(Position annotation records)
* start *
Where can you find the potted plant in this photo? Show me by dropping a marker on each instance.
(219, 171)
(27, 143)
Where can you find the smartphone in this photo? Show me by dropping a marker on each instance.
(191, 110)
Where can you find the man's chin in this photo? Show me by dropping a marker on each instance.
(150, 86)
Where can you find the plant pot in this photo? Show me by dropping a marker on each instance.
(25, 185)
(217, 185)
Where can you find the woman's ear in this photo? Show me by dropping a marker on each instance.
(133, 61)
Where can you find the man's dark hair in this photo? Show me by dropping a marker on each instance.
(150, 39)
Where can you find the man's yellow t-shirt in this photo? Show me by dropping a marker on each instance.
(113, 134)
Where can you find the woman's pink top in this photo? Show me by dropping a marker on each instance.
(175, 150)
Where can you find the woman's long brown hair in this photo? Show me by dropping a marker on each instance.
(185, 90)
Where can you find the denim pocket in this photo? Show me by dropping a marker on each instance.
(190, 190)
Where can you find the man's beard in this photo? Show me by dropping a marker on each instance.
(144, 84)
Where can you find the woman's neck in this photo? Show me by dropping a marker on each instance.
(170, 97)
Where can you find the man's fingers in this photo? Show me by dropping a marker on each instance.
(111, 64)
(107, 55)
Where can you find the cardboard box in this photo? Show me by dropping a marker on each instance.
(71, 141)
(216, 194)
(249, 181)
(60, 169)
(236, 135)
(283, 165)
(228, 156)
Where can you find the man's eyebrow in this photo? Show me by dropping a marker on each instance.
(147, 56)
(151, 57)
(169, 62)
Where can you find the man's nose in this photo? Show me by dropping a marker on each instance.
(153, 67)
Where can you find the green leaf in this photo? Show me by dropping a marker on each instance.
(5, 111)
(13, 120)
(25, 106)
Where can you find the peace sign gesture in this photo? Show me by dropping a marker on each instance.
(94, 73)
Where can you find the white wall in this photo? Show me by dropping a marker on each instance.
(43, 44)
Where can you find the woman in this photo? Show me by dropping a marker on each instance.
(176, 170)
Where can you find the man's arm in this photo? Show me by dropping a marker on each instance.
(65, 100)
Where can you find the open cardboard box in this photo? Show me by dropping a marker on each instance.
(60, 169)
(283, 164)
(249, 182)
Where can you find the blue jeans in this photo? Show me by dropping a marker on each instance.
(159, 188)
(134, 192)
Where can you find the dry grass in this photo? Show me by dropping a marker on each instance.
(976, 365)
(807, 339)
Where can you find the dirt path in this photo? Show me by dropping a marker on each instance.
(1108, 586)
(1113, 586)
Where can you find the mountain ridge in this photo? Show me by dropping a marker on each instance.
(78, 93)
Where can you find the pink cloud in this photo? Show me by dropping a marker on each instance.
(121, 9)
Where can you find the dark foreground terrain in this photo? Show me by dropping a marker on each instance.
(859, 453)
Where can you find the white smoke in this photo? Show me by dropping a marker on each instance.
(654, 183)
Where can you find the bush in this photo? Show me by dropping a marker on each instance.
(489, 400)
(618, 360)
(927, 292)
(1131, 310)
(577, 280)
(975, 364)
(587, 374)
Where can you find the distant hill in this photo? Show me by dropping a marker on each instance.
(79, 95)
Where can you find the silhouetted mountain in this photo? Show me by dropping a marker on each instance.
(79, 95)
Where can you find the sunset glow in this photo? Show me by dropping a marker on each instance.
* end *
■ STATED PROBLEM
Reproduce every line above without error.

■ ANSWER TO THIS EXERCISE
Where can you find the potted plant in this photo? Show me by dropping a marker on each instance.
(219, 171)
(27, 143)
Where can you find the smartphone in this photo? Show me by dropping a marker on each instance.
(191, 110)
Where can you find the man's chin in this photo? Show me by dropping a marker on each instance.
(150, 86)
Where can you find the plant pot in this photo? Show me by dropping a marker on each instance.
(25, 185)
(217, 185)
Where can you find the woman's ear in this photo? Show me by dropping a marker on each instance.
(133, 61)
Where can you find the man's dark hair in this photo? Show me by dropping a marker on each instance.
(150, 39)
Where can you find the man's yellow t-shirt in this photo? Show me by dropping a marker on each instance.
(113, 134)
Where can you find the woman's pink top in this photo? Show me by dropping a marker on each instance.
(175, 150)
Where can you find the woman's long brown hair in this photo? Show me by dropping a marker on each instance.
(185, 90)
Where can you find the denim pocket in this photo? Show me by dropping a marker on each instance.
(190, 190)
Where can you find the man's beard in this photo? Show me by dropping a marker on each instance.
(144, 84)
Where can you find the woman's neck in this photo? Show me by dropping a marker on each instance.
(170, 97)
Where can you find the man's fingers in this photo? Show me by dropping a marker on each instance.
(111, 64)
(107, 55)
Where can you find the cardboard box in this photo? Show me by dropping a marker on each instance.
(71, 141)
(216, 194)
(249, 181)
(60, 169)
(236, 135)
(283, 165)
(228, 156)
Where can you find the man's eyebrow in this photo? Show me by dropping a marker on each instance.
(147, 56)
(151, 57)
(169, 62)
Where can you find the man's nose in this photo? Show me by dropping a marker on each instance.
(153, 67)
Where can you find the green leaf in this photo? Show me by dropping a marker on each instance.
(5, 111)
(13, 120)
(25, 106)
Where can you find the peace sign gesture in this photo? Show me by dropping a marker on each instance.
(94, 73)
Where can you find the white wall in this photo? Show me by dropping a marker on each instance.
(43, 44)
Where can you find the woman in this photo? Show me by dropping a marker on each instance.
(176, 170)
Where can you find the man's arm in this photo? Show me by dropping a marker on each instance.
(65, 100)
Where can you find the open cardboard box in this photo? Show me by dropping a marker on each instance.
(60, 169)
(283, 164)
(249, 182)
Where can you find the blue jeans in this photo? Show me by dropping a marker on each instance.
(159, 188)
(134, 192)
Where can you find the dry grass in this photo? Show me by dropping a marker on each instance.
(976, 365)
(807, 339)
Where can you find the dirt path in this photo? Show me by dropping a marker on each instance.
(1108, 586)
(1113, 586)
Where can you find the mountain ridge in this photo? Show me by dropping a marker on each instance.
(78, 93)
Where can you find the pink cloud in this photo? Show me by dropping a marker on each instance.
(121, 9)
Where can you find the dark foreground terrain in this photo? Show me by dropping a marker on each instance.
(859, 453)
Where can you find the white smoke in this photo? Show me by dropping a marker on each instance.
(654, 183)
Where can you find the bush in this photo? Show me by dropping a marker on each instance.
(489, 400)
(618, 360)
(927, 292)
(1131, 310)
(577, 280)
(975, 364)
(587, 374)
Where can you find the distant hill in this photo? Show me by dropping a marker on each instance.
(79, 95)
Where can you find the silhouetted mountain in this photo? Show me by dropping a marker on each instance.
(79, 95)
Where can you find the sunset glow in this photo? Show me by dropping a marker on each instance.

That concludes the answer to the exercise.